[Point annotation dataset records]
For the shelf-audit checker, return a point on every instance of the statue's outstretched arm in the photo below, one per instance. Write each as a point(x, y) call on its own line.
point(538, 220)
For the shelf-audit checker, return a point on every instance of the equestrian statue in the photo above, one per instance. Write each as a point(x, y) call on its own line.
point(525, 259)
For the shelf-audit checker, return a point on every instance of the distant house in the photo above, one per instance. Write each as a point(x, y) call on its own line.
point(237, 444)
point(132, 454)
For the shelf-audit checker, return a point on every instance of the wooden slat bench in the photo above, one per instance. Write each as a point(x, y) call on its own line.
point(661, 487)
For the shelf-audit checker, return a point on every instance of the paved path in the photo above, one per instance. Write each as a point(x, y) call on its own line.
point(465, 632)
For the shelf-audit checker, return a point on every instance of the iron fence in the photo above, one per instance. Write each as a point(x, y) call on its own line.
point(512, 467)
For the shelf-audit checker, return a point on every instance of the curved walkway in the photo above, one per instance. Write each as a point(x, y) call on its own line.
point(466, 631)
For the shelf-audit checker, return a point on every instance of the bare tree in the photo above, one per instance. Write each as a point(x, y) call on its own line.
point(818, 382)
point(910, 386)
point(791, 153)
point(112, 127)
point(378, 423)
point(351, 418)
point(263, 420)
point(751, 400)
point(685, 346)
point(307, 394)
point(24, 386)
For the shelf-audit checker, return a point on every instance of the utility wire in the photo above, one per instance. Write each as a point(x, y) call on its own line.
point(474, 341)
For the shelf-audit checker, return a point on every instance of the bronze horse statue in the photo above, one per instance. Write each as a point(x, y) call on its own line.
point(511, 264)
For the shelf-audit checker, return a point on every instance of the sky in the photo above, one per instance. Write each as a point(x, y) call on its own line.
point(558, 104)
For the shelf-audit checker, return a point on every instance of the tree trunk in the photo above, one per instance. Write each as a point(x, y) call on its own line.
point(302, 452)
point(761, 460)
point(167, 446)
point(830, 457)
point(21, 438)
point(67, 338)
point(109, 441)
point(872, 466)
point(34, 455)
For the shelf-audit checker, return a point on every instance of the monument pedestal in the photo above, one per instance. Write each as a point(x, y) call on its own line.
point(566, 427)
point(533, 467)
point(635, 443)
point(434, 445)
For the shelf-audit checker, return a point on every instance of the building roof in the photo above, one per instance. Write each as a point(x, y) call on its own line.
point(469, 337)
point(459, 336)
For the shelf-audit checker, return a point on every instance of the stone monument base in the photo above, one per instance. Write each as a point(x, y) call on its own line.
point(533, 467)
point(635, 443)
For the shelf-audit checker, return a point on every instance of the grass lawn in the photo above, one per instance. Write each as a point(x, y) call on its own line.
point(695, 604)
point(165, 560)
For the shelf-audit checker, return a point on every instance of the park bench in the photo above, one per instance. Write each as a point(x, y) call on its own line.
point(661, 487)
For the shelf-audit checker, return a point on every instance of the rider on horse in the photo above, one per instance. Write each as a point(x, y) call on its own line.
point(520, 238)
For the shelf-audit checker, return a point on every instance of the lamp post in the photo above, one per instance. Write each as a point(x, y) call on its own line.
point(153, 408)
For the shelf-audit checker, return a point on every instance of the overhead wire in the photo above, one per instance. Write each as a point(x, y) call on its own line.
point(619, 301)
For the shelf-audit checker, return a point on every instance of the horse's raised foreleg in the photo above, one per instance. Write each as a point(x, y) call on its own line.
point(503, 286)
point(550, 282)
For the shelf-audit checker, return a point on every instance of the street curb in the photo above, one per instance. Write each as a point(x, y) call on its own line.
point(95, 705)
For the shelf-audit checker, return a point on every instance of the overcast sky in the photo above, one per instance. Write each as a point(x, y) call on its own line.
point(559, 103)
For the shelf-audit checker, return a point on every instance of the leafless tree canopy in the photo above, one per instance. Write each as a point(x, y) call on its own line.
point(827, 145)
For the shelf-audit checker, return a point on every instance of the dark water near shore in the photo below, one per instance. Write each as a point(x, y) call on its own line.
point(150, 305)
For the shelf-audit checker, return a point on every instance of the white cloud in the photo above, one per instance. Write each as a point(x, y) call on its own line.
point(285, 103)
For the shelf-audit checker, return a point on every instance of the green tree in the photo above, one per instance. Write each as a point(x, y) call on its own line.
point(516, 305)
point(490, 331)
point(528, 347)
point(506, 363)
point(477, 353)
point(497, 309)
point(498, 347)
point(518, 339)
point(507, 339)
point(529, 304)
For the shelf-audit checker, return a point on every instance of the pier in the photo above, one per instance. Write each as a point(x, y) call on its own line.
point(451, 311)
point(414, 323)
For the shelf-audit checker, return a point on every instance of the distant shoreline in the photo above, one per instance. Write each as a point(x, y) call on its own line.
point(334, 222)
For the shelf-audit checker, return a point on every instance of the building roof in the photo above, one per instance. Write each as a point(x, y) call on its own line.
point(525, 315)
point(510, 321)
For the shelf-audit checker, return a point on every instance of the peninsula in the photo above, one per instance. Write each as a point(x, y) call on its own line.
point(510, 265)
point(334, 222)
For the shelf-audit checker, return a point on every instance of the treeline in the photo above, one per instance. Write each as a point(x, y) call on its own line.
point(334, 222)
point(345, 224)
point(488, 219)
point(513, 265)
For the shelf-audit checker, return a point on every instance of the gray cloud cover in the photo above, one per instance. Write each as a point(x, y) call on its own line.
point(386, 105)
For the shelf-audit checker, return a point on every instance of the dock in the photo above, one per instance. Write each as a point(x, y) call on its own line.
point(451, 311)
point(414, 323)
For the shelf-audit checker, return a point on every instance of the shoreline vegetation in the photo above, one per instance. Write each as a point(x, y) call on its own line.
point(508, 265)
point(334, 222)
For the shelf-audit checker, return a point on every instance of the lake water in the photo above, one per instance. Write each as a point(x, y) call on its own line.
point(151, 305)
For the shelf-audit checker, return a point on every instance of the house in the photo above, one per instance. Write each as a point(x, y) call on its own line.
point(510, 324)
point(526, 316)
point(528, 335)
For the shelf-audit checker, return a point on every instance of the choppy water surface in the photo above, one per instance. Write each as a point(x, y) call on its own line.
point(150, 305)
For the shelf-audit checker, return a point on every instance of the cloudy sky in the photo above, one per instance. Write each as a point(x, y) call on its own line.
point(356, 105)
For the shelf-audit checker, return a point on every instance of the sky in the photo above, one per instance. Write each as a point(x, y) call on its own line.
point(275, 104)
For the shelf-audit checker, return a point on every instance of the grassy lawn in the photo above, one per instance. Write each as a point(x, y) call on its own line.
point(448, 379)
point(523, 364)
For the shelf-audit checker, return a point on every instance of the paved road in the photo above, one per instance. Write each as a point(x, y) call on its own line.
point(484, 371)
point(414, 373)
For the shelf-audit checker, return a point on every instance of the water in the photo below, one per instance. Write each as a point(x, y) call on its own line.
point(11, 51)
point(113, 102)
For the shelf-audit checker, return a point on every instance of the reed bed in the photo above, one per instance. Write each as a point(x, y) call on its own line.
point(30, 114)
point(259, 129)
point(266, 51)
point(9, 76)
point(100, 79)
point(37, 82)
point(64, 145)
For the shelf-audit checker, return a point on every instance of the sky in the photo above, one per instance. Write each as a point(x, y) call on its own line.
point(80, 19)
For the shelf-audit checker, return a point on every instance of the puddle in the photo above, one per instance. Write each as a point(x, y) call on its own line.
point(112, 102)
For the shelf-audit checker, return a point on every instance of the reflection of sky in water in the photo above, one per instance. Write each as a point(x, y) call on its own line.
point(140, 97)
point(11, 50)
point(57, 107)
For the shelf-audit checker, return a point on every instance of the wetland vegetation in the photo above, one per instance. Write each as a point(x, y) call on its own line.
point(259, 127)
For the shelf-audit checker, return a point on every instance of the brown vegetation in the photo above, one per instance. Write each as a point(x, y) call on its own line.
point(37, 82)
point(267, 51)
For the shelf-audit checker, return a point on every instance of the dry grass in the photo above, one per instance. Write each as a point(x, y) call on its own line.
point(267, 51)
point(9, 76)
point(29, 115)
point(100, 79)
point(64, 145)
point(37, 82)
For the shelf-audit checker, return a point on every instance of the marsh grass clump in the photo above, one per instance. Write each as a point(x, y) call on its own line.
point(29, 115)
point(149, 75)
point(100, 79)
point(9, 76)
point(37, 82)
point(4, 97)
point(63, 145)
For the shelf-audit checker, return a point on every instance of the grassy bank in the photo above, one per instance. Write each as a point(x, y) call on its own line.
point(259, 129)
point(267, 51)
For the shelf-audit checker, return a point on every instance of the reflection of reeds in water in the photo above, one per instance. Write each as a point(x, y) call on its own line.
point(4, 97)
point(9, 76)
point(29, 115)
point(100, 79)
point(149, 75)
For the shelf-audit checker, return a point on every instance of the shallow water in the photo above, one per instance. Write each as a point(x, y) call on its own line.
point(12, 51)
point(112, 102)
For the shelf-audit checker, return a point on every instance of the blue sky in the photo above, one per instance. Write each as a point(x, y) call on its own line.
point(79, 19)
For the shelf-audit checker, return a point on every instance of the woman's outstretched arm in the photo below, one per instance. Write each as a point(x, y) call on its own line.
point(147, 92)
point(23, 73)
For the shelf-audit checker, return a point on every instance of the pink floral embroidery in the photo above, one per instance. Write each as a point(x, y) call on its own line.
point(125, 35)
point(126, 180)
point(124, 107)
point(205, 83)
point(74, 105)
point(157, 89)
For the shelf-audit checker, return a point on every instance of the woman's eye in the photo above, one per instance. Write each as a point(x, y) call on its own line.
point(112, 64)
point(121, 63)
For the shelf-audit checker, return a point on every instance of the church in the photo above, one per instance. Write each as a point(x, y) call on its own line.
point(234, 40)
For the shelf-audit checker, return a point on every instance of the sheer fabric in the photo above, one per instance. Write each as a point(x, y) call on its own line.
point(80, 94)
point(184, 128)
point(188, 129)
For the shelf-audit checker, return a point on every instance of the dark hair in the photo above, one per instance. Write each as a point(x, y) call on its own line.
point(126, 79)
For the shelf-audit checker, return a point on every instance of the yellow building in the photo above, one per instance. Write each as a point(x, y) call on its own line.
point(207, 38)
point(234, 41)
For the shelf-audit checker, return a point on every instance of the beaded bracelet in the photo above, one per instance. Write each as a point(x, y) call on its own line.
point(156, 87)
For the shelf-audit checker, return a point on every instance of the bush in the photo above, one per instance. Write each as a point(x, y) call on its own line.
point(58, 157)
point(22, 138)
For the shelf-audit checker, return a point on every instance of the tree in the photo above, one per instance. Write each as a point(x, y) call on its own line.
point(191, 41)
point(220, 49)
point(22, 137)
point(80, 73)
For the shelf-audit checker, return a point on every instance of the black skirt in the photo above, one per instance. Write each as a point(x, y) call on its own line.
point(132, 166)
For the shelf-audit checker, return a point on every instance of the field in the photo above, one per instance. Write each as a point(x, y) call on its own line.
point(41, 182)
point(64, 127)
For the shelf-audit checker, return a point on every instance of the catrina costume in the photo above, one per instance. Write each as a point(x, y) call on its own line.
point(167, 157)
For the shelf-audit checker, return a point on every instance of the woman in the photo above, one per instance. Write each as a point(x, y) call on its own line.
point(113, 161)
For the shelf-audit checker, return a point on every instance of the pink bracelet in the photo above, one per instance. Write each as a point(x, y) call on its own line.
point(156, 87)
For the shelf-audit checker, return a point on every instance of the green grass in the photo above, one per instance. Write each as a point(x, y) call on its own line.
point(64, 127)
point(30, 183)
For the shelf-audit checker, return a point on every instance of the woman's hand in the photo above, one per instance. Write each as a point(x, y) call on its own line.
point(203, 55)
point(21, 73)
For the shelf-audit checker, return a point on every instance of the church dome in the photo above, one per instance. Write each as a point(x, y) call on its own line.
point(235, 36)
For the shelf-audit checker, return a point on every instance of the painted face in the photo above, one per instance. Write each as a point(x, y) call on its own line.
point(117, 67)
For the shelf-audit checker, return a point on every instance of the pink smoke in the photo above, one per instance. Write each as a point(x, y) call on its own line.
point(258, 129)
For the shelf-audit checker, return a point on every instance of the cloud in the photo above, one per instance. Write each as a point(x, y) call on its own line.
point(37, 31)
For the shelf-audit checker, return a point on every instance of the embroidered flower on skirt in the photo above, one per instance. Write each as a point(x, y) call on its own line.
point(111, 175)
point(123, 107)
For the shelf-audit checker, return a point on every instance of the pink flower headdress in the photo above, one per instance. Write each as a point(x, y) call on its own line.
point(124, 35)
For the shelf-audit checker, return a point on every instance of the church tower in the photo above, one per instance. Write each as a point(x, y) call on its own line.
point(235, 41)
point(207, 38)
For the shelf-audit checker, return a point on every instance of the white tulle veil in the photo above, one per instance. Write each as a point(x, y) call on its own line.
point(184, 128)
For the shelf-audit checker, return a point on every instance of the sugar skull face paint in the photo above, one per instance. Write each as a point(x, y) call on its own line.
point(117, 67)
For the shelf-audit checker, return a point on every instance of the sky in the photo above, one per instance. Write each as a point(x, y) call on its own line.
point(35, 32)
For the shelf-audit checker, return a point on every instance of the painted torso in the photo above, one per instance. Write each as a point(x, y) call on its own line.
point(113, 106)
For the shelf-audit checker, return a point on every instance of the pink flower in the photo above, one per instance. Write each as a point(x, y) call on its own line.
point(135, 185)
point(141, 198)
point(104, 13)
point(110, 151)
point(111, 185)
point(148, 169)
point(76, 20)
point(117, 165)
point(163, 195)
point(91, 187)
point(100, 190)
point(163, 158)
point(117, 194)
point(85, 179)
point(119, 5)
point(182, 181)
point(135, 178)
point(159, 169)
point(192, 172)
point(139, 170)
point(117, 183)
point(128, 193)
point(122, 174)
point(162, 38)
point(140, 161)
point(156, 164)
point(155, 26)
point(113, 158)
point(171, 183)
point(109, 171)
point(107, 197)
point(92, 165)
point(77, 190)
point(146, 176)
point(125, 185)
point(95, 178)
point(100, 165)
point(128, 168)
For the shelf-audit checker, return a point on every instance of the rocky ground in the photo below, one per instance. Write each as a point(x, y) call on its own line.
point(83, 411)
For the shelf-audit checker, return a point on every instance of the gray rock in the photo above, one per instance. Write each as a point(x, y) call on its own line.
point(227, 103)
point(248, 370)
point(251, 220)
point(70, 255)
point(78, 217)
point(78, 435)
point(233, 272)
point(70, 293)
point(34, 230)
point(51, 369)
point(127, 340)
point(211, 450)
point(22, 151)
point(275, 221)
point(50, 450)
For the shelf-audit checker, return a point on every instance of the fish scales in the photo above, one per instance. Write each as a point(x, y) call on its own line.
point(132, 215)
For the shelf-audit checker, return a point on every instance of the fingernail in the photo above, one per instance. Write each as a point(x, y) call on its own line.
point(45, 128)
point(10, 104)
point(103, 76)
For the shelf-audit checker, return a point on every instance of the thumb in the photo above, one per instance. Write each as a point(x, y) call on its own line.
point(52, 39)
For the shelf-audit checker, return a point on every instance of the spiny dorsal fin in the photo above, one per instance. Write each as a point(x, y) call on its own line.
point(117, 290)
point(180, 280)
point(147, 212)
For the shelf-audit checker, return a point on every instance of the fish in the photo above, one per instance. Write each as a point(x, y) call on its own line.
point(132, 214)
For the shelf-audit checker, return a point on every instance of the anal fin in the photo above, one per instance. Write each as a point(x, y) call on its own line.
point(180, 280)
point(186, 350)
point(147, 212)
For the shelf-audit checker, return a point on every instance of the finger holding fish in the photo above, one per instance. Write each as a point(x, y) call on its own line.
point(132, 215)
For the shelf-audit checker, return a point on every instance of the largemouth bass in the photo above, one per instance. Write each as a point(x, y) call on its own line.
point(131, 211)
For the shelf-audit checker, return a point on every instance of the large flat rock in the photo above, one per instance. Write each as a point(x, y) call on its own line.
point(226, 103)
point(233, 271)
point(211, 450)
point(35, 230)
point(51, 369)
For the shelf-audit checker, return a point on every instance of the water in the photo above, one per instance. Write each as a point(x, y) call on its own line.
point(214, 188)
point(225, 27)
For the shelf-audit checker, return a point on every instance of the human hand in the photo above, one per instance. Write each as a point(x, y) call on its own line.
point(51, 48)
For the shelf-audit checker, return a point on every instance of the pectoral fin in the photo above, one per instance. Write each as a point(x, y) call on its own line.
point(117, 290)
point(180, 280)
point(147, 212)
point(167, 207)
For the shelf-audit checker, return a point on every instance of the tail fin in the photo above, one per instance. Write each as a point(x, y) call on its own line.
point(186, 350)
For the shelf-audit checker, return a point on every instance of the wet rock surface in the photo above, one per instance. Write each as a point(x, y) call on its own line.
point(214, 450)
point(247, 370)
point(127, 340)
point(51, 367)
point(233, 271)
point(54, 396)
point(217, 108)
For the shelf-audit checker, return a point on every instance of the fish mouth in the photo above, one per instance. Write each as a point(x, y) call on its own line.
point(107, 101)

## What to produce:
Output the lines from the line containing "of the pectoral" to the end, both included; add nothing.

## Solved problem:
For the shelf-audit checker, return a point on every instance of the pectoral fin in the photo above, one per instance. Write each as a point(x, y) call on its own line.
point(117, 290)
point(180, 280)
point(147, 212)
point(167, 207)
For the shelf-audit checker, return a point on every instance of the tail fin in the photo above, one per instance. Write each as a point(x, y) call on its own line.
point(186, 350)
For the shelf-audit checker, return a point on every instance of the wet rock surface in the photo above, one per instance. Write each as a point(x, y) call on its own line.
point(214, 450)
point(247, 370)
point(127, 340)
point(51, 367)
point(233, 271)
point(54, 396)
point(217, 108)
For the shelf-audit checker, return a point on every instance of the fish mouth in the photo above, one per instance. Write each as a point(x, y) call on its own line.
point(107, 101)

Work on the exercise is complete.